(Stored items)
* Begin *

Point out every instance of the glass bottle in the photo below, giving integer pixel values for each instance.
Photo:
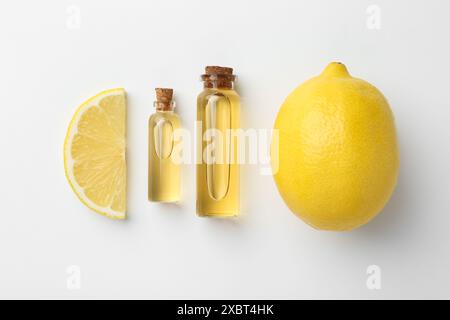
(218, 109)
(163, 168)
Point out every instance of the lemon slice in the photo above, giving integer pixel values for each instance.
(94, 153)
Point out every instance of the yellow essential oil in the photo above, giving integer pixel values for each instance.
(218, 109)
(163, 166)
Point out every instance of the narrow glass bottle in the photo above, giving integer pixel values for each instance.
(218, 109)
(163, 169)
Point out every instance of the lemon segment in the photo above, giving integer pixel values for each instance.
(95, 153)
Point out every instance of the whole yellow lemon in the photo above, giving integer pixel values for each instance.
(336, 159)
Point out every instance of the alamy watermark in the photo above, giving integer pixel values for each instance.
(373, 281)
(73, 281)
(229, 146)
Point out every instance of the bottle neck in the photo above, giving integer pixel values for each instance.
(218, 81)
(164, 106)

* End *

WRITTEN REQUEST:
Quote the data above in full, leaving out the pictures it holds.

EXERCISE SOLUTION:
Point out every instance of the glass bottle in the photo below, giving integer pixel values for each instance.
Photo:
(218, 109)
(163, 168)
Point out every instance of the lemon slice in the photo above, giving integer pixel values for each instance.
(94, 153)
Point out every instance of the yellow essential oil in the photo above, giving integer pixel values for each instance.
(218, 109)
(163, 166)
Point out every instance of the narrow glass bottle in the photo above, giving integer pixel values for each instance.
(218, 109)
(163, 169)
Point out every instance of the lemon segment in the photo above, giving integer pixel values for each instance.
(95, 153)
Point out every instance of the whole yellow lemon in the photo above, giving integer pixel values for each instance.
(336, 159)
Point out every instance of the alamy watermark in the photo above, giving integer pixel values for each instance.
(373, 281)
(73, 281)
(229, 146)
Point out every instance of the bottle neck in the photo above, giving integer pixel values for each instance.
(218, 81)
(164, 106)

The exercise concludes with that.